(Beginning of ENTRIES SHOWN)

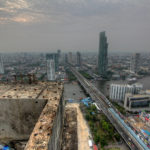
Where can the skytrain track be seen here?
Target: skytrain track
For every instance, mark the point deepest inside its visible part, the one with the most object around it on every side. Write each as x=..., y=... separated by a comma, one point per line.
x=110, y=112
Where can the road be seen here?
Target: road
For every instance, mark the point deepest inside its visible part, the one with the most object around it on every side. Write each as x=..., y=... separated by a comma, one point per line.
x=104, y=104
x=82, y=129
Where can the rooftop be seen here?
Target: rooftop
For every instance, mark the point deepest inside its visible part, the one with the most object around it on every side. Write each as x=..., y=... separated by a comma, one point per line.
x=52, y=91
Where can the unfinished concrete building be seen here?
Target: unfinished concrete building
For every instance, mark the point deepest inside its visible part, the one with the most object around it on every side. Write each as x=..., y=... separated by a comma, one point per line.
x=32, y=113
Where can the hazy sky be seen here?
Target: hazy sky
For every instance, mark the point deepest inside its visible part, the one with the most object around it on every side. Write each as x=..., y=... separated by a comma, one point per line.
x=48, y=25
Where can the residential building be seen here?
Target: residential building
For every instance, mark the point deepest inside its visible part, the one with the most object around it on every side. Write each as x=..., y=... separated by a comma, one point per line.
x=79, y=61
x=118, y=91
x=102, y=57
x=137, y=103
x=51, y=70
x=135, y=63
x=70, y=58
x=53, y=56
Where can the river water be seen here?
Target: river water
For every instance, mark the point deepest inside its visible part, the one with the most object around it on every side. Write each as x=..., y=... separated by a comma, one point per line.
x=103, y=85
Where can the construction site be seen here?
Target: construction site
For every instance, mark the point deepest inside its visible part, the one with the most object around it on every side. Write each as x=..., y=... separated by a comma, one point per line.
x=31, y=115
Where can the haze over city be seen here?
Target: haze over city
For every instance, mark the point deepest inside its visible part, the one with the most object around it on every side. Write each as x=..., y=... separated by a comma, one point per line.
x=42, y=26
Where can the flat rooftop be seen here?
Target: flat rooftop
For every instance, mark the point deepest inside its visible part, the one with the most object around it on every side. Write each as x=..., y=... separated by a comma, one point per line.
x=52, y=92
x=26, y=91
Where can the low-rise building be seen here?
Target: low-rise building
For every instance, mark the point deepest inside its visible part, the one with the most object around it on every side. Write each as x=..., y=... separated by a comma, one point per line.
x=137, y=103
x=118, y=91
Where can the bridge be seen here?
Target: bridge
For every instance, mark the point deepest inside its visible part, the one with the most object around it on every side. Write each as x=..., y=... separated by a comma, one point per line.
x=111, y=113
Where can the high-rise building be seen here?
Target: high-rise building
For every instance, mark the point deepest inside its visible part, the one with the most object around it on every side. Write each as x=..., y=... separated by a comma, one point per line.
x=66, y=58
x=53, y=56
x=118, y=91
x=135, y=63
x=1, y=66
x=70, y=58
x=50, y=69
x=79, y=61
x=102, y=57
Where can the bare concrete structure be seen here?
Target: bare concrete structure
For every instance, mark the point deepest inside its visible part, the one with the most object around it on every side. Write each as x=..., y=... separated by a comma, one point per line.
x=33, y=112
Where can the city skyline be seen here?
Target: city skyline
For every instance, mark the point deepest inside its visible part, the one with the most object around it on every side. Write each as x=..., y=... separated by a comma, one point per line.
x=73, y=25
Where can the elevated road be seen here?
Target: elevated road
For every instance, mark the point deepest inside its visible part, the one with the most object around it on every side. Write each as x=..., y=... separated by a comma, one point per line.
x=104, y=104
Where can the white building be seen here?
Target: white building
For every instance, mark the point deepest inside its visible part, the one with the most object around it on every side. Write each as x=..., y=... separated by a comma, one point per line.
x=1, y=66
x=137, y=103
x=118, y=91
x=135, y=63
x=50, y=70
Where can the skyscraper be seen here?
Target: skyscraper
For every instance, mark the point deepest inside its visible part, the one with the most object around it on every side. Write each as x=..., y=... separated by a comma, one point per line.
x=102, y=57
x=50, y=70
x=79, y=59
x=135, y=63
x=70, y=57
x=1, y=65
x=53, y=56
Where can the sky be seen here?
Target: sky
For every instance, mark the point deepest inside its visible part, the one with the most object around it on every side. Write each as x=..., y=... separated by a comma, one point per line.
x=74, y=25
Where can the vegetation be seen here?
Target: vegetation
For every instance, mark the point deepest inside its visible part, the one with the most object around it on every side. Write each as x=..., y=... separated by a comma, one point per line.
x=71, y=76
x=86, y=75
x=102, y=130
x=42, y=76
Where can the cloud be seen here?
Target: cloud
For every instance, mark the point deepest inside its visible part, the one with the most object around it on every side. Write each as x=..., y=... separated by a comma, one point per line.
x=74, y=23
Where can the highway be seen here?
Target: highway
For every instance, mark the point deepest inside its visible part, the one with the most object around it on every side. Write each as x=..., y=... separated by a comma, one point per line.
x=104, y=104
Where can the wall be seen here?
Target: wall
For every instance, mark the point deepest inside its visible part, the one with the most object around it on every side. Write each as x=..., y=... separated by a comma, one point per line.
x=18, y=117
x=56, y=137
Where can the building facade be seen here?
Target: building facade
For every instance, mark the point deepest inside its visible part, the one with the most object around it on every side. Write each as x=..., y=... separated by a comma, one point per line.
x=1, y=66
x=50, y=70
x=135, y=63
x=137, y=103
x=79, y=61
x=53, y=56
x=117, y=91
x=102, y=57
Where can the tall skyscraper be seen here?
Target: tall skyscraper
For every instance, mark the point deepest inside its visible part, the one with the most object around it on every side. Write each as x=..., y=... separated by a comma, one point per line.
x=53, y=56
x=135, y=63
x=1, y=65
x=70, y=58
x=50, y=70
x=79, y=61
x=102, y=57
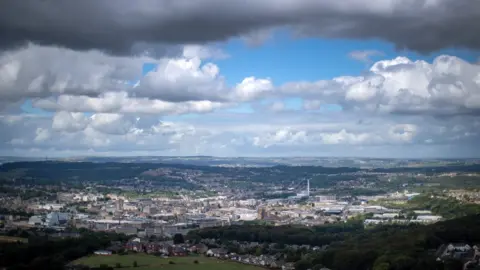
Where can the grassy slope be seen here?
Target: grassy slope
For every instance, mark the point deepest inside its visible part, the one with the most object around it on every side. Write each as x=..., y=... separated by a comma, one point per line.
x=146, y=262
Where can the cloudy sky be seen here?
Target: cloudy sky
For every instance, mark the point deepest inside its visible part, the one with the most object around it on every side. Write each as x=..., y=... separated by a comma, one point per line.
x=358, y=78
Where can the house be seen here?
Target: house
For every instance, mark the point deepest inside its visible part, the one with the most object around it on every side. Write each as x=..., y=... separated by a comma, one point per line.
x=288, y=266
x=103, y=252
x=459, y=247
x=199, y=248
x=178, y=251
x=217, y=252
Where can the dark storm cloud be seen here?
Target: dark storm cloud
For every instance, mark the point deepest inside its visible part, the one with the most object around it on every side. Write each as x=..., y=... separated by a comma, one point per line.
x=116, y=26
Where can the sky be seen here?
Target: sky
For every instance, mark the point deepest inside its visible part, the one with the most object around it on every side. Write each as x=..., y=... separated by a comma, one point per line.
x=352, y=78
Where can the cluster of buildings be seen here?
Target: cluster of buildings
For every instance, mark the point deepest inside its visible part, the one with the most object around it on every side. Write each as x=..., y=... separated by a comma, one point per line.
x=166, y=216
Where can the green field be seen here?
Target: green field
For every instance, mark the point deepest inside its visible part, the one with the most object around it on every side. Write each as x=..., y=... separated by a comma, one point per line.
x=148, y=262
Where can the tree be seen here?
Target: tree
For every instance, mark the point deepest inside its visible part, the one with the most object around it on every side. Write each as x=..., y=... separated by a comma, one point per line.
x=178, y=239
x=302, y=264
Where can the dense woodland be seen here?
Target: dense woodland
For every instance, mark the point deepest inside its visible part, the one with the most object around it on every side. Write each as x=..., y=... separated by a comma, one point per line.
x=43, y=253
x=352, y=247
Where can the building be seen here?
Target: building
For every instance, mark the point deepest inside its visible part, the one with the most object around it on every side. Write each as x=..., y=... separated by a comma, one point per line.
x=119, y=205
x=262, y=213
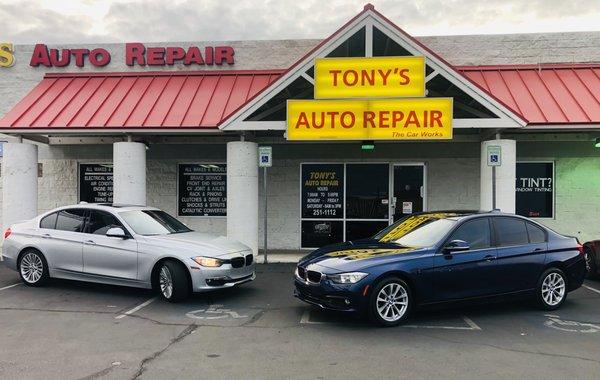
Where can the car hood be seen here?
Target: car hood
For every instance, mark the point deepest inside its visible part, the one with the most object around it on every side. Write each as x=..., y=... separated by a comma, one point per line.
x=353, y=256
x=199, y=242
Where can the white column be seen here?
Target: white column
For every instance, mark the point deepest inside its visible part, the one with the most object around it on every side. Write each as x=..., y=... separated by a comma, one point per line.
x=505, y=176
x=242, y=193
x=129, y=173
x=19, y=183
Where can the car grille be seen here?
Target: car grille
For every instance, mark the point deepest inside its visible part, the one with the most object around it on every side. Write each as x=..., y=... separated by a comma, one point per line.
x=237, y=262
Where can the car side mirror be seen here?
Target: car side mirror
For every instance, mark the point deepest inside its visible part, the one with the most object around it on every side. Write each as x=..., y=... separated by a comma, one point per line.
x=116, y=232
x=456, y=246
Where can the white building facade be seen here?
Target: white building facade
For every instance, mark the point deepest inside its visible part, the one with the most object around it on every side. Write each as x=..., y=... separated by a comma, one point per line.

(End of ENTRIES SHOWN)

Go through the entries above and report each line with the string "site" in it.

### RESPONSE AREA
Where can the construction site be seen here?
Target: construction site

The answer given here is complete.